Rewrite the part that opens with the line containing "Please mark every reflection of clouds" and closes with the line containing "3, 333, 36]]", replacing "tight rectangle" with "snug box" and leaving everything else as it is. Return only those lines.

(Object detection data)
--- start ---

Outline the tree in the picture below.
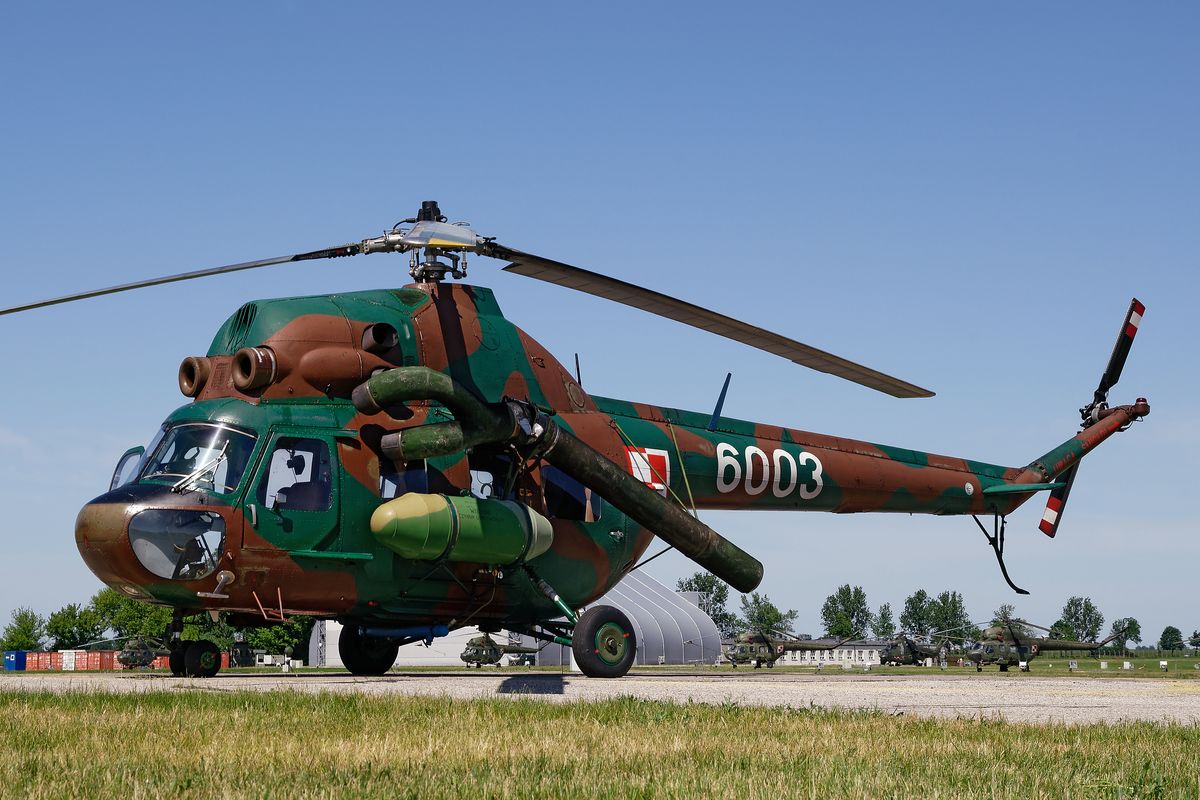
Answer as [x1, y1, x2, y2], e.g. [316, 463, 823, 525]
[742, 591, 799, 633]
[821, 583, 871, 637]
[91, 589, 172, 638]
[871, 603, 896, 639]
[1112, 616, 1141, 650]
[1158, 625, 1183, 650]
[1062, 597, 1104, 642]
[900, 589, 934, 636]
[681, 572, 740, 633]
[46, 603, 108, 650]
[246, 618, 314, 658]
[925, 590, 976, 637]
[0, 608, 46, 650]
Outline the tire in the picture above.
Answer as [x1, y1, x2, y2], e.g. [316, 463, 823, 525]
[184, 639, 221, 678]
[337, 625, 400, 675]
[571, 606, 637, 678]
[167, 642, 187, 678]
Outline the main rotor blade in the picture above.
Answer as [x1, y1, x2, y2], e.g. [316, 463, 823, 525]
[480, 242, 934, 397]
[0, 243, 362, 317]
[1096, 297, 1146, 403]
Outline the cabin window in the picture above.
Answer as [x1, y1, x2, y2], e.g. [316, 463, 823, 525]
[541, 467, 602, 522]
[379, 458, 430, 500]
[258, 437, 334, 511]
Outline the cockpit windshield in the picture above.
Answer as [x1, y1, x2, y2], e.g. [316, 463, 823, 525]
[138, 422, 256, 494]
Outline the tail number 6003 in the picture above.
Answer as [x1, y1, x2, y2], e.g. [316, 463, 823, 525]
[716, 441, 824, 500]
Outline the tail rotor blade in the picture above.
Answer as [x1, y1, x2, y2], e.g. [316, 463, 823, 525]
[1096, 297, 1146, 403]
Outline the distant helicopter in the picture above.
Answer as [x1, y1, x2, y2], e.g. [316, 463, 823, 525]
[966, 621, 1124, 672]
[880, 633, 947, 667]
[458, 633, 538, 668]
[0, 200, 1150, 678]
[721, 631, 853, 669]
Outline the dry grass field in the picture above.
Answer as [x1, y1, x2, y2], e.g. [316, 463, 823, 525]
[0, 690, 1200, 800]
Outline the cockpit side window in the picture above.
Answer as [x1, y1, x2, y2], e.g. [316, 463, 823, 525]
[379, 458, 430, 500]
[541, 465, 602, 522]
[258, 437, 332, 511]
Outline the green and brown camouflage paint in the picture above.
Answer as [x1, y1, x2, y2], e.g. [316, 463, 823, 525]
[76, 283, 1148, 630]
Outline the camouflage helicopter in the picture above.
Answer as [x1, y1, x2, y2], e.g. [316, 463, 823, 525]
[721, 631, 853, 669]
[0, 201, 1150, 676]
[967, 621, 1124, 672]
[458, 633, 538, 668]
[880, 633, 947, 667]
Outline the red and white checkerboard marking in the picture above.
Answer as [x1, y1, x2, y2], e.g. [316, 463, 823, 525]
[625, 447, 671, 497]
[1126, 302, 1146, 338]
[1038, 497, 1062, 536]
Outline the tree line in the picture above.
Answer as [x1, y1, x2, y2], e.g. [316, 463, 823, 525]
[0, 588, 313, 655]
[676, 572, 1200, 650]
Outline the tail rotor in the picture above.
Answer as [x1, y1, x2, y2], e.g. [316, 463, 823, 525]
[1038, 297, 1146, 539]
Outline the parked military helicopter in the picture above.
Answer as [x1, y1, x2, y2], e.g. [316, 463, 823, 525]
[458, 633, 538, 668]
[721, 631, 853, 669]
[880, 633, 947, 667]
[0, 201, 1150, 676]
[967, 621, 1124, 672]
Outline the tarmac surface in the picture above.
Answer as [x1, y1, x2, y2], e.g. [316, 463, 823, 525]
[0, 668, 1200, 726]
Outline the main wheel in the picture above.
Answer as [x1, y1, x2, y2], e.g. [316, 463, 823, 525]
[571, 606, 637, 678]
[167, 642, 187, 678]
[337, 625, 400, 675]
[184, 639, 221, 678]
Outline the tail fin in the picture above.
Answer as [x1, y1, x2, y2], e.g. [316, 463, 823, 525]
[1031, 297, 1150, 539]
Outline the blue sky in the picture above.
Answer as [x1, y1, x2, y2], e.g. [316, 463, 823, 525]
[0, 2, 1200, 638]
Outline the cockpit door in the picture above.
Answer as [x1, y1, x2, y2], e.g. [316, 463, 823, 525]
[242, 429, 340, 552]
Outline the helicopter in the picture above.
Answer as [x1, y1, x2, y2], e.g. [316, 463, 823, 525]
[967, 621, 1124, 672]
[458, 633, 538, 668]
[721, 631, 853, 669]
[0, 200, 1150, 678]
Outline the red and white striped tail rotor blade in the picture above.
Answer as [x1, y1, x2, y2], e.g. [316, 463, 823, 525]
[1038, 464, 1079, 539]
[1096, 297, 1146, 401]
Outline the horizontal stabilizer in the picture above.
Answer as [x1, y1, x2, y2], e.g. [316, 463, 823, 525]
[983, 482, 1067, 494]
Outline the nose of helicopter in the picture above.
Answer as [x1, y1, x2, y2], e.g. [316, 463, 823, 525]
[76, 500, 137, 583]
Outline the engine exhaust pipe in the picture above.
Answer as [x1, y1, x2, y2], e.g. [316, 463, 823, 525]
[353, 367, 763, 593]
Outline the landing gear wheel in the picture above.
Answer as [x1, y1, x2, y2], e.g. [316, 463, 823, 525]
[184, 639, 221, 678]
[337, 625, 400, 675]
[571, 606, 637, 678]
[167, 642, 187, 678]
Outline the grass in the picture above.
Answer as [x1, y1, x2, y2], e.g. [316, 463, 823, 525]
[0, 691, 1200, 800]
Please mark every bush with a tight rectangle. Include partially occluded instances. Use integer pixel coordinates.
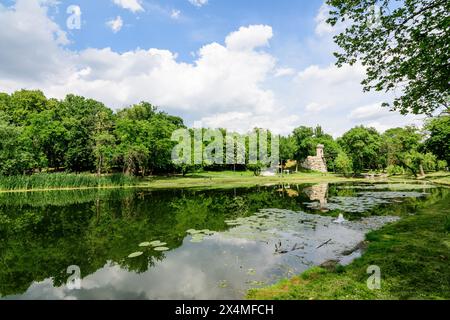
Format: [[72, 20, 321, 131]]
[[0, 173, 139, 190], [334, 152, 353, 176], [386, 165, 405, 176], [437, 160, 448, 171], [422, 152, 437, 171]]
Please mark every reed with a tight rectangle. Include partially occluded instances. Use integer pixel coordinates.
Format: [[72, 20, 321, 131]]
[[0, 173, 140, 190]]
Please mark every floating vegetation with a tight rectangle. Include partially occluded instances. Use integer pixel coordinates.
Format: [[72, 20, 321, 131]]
[[150, 240, 167, 247], [337, 183, 436, 190], [139, 242, 151, 247], [305, 191, 427, 213], [246, 280, 266, 286], [153, 247, 170, 251], [247, 269, 256, 276], [128, 251, 144, 258], [186, 229, 215, 243]]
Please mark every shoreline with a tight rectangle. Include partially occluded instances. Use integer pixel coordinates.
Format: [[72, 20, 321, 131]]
[[246, 191, 450, 300]]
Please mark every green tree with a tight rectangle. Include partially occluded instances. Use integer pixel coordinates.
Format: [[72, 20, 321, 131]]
[[338, 126, 386, 173], [382, 127, 423, 166], [327, 0, 450, 114], [334, 152, 353, 176], [425, 114, 450, 163]]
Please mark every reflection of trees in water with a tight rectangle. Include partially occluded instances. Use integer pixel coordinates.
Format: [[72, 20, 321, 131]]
[[303, 183, 328, 210], [0, 189, 302, 296], [0, 186, 440, 296]]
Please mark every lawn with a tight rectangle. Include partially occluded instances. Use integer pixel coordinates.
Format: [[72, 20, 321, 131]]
[[0, 171, 362, 192], [248, 191, 450, 300]]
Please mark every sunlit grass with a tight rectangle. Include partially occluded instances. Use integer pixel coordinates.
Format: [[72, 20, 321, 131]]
[[248, 192, 450, 300], [0, 173, 140, 190]]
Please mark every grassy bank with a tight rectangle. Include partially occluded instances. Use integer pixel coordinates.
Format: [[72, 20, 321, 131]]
[[0, 173, 141, 191], [0, 171, 444, 192], [248, 192, 450, 300], [0, 171, 362, 192], [425, 172, 450, 186]]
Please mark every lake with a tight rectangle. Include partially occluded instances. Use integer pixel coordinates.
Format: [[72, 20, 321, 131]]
[[0, 183, 442, 299]]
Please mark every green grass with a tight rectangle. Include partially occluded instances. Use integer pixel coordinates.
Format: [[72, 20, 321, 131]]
[[0, 171, 420, 192], [248, 192, 450, 300], [0, 173, 140, 191], [425, 171, 450, 186]]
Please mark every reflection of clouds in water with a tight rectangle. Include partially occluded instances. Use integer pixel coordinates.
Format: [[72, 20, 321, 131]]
[[14, 237, 277, 299], [10, 209, 398, 299]]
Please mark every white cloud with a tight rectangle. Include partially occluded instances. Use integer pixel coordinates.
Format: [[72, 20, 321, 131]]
[[350, 103, 391, 120], [189, 0, 208, 7], [274, 68, 295, 78], [113, 0, 144, 12], [170, 9, 181, 20], [0, 0, 426, 136], [225, 25, 273, 51], [106, 16, 123, 33], [314, 3, 333, 36]]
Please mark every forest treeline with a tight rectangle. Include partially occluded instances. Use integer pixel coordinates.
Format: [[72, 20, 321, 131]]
[[0, 90, 450, 176]]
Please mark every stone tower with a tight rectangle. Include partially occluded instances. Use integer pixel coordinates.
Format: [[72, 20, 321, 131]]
[[302, 144, 328, 173]]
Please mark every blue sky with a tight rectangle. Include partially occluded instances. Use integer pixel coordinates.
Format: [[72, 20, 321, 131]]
[[0, 0, 420, 136], [44, 0, 324, 66]]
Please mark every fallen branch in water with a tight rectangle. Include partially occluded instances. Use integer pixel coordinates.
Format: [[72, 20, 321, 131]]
[[316, 239, 332, 249]]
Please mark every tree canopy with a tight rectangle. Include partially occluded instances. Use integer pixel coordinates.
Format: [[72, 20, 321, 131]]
[[327, 0, 450, 114]]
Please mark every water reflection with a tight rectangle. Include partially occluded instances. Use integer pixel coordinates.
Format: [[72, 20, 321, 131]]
[[0, 184, 446, 299]]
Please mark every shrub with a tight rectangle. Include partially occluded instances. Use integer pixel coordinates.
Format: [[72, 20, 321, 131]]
[[386, 165, 405, 176], [334, 152, 353, 176]]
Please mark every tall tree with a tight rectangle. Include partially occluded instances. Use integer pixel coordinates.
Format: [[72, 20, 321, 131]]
[[425, 114, 450, 164], [327, 0, 450, 114], [338, 126, 385, 172]]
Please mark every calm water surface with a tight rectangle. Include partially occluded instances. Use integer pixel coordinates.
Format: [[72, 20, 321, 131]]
[[0, 183, 448, 299]]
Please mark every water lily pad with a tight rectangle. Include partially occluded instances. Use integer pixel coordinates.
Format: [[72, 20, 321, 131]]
[[153, 247, 170, 251], [128, 251, 144, 258], [150, 240, 167, 247], [139, 242, 151, 247], [247, 269, 256, 276]]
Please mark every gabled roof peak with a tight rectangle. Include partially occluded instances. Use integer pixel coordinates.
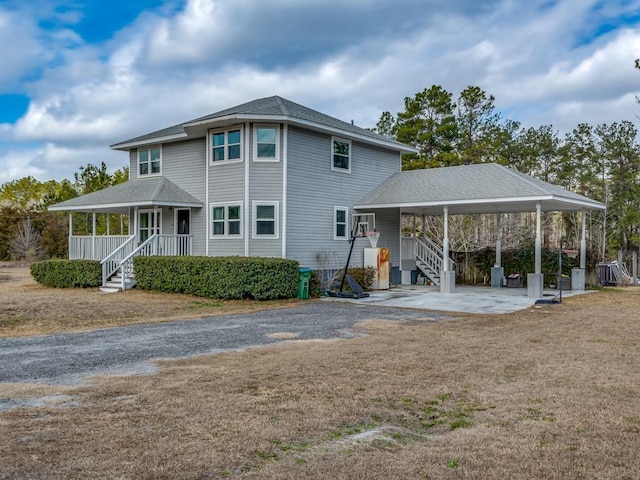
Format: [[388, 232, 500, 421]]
[[111, 95, 415, 152]]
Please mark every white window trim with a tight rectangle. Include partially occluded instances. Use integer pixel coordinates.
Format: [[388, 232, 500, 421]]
[[333, 206, 349, 240], [251, 200, 280, 240], [207, 125, 245, 166], [136, 144, 162, 178], [253, 124, 280, 162], [136, 208, 162, 239], [208, 202, 245, 240], [331, 137, 353, 173]]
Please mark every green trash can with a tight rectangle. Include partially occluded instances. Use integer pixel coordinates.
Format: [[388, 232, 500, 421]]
[[298, 268, 313, 300]]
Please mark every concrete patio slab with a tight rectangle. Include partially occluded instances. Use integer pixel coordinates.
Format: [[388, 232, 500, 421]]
[[323, 285, 589, 313]]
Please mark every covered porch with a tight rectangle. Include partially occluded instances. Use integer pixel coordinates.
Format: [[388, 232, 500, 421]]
[[354, 164, 605, 298], [49, 177, 203, 289]]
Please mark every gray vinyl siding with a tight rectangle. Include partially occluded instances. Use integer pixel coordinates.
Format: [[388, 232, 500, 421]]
[[205, 135, 250, 257], [162, 138, 207, 255], [287, 127, 400, 268], [246, 124, 283, 257]]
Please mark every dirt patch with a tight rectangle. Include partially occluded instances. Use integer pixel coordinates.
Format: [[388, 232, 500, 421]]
[[0, 262, 297, 337], [0, 288, 640, 480]]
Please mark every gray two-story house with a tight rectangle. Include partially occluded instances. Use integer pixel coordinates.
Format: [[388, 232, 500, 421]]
[[50, 96, 415, 288], [49, 96, 605, 296]]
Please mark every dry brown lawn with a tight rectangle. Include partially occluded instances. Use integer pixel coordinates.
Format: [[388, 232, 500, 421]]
[[0, 264, 640, 480], [0, 262, 296, 337]]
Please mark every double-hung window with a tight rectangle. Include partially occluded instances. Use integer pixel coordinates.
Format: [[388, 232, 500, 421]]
[[253, 125, 280, 162], [138, 147, 162, 177], [211, 202, 242, 238], [333, 207, 349, 240], [211, 128, 242, 163], [331, 137, 351, 173], [253, 201, 279, 238]]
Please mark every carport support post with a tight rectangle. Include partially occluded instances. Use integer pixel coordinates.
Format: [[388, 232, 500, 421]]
[[491, 213, 504, 288], [440, 207, 456, 293], [527, 202, 544, 298], [91, 210, 97, 260], [571, 210, 587, 290]]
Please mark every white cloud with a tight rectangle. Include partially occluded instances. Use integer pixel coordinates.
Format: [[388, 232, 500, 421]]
[[0, 0, 640, 186]]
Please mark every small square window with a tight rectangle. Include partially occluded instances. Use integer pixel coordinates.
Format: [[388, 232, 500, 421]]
[[253, 126, 280, 162], [211, 203, 242, 237], [253, 202, 278, 238], [138, 147, 162, 176], [211, 129, 242, 163], [333, 207, 349, 240], [331, 138, 351, 172]]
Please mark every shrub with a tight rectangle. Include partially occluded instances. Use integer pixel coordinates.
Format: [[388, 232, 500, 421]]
[[31, 260, 102, 288], [134, 257, 298, 300]]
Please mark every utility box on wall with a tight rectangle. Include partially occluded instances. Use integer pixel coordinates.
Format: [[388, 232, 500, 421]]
[[364, 248, 389, 290]]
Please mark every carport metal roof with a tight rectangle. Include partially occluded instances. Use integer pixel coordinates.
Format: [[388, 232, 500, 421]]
[[354, 163, 606, 215]]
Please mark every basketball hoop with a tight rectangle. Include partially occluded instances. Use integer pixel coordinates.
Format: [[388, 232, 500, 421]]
[[363, 232, 380, 248]]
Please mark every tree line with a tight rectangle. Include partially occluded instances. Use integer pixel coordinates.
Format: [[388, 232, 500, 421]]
[[0, 162, 129, 261], [374, 85, 640, 258]]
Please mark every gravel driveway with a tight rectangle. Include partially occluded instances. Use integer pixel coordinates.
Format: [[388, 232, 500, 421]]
[[0, 302, 445, 385]]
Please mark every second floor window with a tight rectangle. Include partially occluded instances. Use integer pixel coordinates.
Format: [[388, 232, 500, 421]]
[[211, 129, 242, 163], [138, 147, 161, 176], [253, 125, 280, 162], [331, 138, 351, 173]]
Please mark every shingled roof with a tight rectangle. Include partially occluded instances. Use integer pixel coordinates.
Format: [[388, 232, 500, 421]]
[[354, 163, 605, 215], [111, 95, 416, 152], [49, 177, 202, 213]]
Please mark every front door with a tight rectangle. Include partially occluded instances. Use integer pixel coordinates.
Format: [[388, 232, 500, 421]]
[[176, 208, 191, 255], [138, 210, 162, 243]]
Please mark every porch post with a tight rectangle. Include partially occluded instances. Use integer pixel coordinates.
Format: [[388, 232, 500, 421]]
[[440, 206, 456, 293], [580, 210, 587, 269], [534, 202, 542, 275], [442, 207, 449, 272], [129, 207, 138, 244], [91, 210, 96, 260], [491, 212, 504, 288], [527, 202, 544, 298], [571, 210, 587, 290]]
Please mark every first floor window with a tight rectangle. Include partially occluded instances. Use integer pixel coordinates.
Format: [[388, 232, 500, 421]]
[[211, 203, 242, 237], [333, 207, 349, 240], [253, 202, 278, 238], [138, 147, 160, 176]]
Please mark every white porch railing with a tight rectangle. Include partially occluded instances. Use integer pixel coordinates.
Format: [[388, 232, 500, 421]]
[[402, 237, 455, 284], [69, 235, 131, 260], [100, 235, 136, 286], [101, 234, 193, 290]]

--- end ---

Result of this task:
Please mark every reflection of clouds in water with a snug box. Include partially occluded instances. Use integer pixel coordinates.
Format: [[72, 20, 321, 131]]
[[14, 237, 277, 299], [10, 209, 398, 299]]
Please mark every white cloud with a snug box. Include partially occluded instances. Use integer pixel coordinates.
Format: [[72, 20, 321, 131]]
[[350, 103, 391, 120], [189, 0, 208, 7], [274, 68, 295, 78], [113, 0, 144, 12], [170, 9, 181, 20], [0, 0, 426, 136], [225, 25, 273, 51], [106, 16, 123, 33], [314, 3, 333, 36]]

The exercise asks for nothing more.